Excerpt from a dataset:
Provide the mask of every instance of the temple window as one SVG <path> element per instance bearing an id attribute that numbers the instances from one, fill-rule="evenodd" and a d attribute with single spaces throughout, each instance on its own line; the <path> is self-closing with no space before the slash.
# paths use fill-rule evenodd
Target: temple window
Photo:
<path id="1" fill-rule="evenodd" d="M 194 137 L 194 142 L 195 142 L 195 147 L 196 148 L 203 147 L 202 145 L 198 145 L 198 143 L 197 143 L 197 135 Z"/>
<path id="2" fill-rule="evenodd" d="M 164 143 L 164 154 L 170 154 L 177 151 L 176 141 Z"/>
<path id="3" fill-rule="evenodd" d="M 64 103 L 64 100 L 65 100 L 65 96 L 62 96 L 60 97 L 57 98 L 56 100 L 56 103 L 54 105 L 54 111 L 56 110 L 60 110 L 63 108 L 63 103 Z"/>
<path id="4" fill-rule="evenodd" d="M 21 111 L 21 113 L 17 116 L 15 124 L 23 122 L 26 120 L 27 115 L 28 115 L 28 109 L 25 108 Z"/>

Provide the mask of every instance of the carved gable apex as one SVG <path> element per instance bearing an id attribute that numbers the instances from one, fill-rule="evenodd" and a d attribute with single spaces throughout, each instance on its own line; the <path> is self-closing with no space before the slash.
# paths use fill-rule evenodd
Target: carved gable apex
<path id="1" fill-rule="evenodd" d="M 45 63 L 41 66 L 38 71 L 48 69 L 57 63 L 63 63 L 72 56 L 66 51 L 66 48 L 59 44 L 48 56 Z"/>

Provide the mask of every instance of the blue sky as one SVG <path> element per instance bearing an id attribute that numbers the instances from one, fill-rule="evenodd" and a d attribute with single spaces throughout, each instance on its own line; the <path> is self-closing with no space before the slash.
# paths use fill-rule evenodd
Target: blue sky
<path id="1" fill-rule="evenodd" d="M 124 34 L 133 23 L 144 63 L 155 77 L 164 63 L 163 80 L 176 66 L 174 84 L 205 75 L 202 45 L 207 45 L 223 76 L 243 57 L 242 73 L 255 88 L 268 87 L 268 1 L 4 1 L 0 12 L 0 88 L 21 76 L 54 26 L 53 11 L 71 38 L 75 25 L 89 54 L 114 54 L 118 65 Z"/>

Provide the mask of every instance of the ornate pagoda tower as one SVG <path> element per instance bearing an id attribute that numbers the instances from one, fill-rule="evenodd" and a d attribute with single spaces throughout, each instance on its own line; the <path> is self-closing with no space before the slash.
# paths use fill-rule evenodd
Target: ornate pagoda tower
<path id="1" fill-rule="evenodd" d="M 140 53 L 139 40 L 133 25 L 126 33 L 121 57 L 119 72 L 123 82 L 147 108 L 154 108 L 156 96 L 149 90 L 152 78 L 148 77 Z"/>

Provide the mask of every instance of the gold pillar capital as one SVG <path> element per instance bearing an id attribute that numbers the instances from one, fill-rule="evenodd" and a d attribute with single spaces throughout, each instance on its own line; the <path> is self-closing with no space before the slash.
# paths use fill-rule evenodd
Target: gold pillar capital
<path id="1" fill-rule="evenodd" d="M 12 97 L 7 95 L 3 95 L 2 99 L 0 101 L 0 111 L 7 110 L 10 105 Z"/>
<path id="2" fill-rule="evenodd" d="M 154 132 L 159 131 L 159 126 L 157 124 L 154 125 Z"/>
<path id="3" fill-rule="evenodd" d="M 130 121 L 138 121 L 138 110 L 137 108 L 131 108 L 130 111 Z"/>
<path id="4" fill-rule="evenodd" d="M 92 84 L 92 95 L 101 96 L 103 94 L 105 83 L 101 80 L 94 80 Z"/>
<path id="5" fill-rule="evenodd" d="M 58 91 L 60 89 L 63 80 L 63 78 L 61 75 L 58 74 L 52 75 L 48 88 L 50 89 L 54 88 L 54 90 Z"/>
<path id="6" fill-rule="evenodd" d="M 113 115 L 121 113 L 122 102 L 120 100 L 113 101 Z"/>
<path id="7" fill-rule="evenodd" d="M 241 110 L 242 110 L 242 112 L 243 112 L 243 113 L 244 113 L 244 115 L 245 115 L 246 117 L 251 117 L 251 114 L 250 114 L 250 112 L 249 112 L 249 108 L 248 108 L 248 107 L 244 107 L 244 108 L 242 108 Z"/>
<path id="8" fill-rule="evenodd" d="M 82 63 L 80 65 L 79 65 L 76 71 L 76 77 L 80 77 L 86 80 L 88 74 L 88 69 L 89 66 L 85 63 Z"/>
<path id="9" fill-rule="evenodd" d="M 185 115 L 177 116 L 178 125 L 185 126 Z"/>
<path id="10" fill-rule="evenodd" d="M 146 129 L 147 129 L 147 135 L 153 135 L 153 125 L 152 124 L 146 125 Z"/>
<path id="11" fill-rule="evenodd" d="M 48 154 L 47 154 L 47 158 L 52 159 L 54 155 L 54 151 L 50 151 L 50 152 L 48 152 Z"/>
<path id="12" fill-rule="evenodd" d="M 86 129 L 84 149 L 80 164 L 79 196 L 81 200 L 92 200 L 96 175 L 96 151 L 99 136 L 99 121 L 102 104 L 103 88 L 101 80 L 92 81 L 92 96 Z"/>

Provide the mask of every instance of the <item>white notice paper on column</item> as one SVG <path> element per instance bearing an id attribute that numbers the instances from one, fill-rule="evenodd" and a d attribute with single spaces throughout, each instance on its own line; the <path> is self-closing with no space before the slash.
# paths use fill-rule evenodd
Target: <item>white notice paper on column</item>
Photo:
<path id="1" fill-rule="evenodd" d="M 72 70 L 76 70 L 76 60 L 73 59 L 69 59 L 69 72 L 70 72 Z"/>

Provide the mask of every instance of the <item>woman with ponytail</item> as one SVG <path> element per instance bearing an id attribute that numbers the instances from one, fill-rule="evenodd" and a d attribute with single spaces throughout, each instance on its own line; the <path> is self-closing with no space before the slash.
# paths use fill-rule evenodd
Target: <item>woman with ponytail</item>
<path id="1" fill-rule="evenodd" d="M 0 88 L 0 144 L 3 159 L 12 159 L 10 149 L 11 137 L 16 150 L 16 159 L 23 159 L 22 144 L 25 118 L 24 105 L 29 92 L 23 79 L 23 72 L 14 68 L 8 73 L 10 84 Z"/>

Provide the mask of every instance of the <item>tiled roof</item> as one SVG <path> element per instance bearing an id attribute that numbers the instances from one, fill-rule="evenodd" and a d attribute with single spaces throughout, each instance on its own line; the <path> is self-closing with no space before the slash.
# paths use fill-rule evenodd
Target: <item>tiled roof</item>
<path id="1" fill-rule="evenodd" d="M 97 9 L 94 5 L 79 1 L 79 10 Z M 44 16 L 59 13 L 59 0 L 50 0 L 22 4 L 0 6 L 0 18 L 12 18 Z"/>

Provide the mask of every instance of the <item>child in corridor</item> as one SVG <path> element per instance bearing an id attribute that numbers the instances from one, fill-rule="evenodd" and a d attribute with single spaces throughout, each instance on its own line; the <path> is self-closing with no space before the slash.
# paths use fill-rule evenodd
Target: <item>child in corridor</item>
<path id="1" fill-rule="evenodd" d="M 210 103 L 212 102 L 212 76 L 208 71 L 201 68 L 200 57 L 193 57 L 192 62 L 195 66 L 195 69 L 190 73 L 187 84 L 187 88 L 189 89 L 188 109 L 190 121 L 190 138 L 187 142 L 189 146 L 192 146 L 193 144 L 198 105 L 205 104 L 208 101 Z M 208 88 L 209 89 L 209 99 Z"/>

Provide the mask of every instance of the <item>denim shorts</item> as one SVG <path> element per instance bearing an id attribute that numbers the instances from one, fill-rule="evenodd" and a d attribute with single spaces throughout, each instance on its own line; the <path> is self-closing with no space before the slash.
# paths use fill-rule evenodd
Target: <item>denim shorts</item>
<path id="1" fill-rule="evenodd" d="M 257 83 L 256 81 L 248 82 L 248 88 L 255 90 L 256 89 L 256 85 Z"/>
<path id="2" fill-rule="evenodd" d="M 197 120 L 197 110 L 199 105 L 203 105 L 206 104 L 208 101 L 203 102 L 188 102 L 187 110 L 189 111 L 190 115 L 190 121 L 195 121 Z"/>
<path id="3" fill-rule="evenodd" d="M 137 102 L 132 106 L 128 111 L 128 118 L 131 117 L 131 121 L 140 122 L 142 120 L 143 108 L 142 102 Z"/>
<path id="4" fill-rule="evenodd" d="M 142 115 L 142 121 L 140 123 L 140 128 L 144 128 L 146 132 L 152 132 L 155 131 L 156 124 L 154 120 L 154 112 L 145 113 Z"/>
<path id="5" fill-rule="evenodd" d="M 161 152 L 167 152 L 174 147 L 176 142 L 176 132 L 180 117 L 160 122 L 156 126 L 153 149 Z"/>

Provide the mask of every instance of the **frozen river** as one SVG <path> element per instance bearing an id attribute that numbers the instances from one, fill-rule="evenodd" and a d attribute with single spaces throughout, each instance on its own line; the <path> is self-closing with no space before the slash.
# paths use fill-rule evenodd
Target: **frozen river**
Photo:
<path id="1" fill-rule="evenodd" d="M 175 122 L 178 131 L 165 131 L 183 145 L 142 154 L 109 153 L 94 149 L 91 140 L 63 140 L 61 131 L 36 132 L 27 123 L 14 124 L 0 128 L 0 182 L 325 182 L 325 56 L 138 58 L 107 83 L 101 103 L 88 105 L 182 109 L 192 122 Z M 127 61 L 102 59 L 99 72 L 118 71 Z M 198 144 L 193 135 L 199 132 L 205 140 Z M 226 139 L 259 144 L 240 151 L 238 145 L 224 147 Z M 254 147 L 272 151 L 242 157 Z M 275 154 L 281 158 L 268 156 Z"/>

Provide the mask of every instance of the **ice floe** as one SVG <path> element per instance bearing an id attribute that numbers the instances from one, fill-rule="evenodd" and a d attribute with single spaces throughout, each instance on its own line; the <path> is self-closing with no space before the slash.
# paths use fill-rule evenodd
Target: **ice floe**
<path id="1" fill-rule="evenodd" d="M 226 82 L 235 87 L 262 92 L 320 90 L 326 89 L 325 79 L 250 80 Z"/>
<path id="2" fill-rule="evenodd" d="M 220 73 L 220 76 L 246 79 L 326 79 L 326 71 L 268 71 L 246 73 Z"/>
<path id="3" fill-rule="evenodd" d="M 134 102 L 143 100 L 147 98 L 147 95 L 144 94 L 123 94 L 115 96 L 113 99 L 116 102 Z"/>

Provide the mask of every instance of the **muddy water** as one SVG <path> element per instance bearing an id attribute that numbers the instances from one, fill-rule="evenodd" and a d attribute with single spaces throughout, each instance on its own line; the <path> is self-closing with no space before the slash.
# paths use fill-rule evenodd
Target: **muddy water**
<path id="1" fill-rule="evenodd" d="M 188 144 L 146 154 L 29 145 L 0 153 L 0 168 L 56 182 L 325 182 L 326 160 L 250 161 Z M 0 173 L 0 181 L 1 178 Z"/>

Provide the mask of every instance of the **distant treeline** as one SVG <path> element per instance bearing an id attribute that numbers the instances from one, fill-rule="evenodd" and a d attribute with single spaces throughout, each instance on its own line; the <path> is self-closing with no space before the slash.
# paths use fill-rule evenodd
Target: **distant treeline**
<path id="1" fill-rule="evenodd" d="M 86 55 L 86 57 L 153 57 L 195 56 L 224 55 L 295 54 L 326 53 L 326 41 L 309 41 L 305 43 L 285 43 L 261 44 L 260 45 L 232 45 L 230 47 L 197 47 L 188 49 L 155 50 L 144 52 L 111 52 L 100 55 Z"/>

SET PROBLEM: Copy everything in the listing from the line containing "Provide the mask of every instance of the <item>woman" down to the line containing "144 L 3 159", keeping both of those lines and changing nothing.

TASK OUTPUT:
Provide the mask of every instance of the <item>woman with ponytail</item> as one SVG <path> element per instance bearing an id attribute that numbers the instances from one, fill-rule="evenodd" and a d attribute with single spaces throughout, each instance on its own line; the <path> is self-closing with no space before the slash.
# paths use fill-rule evenodd
Target: <item>woman with ponytail</item>
<path id="1" fill-rule="evenodd" d="M 0 88 L 0 144 L 3 159 L 12 159 L 10 149 L 11 137 L 16 150 L 16 159 L 23 159 L 22 144 L 25 118 L 24 105 L 29 92 L 23 79 L 23 72 L 14 68 L 8 73 L 10 84 Z"/>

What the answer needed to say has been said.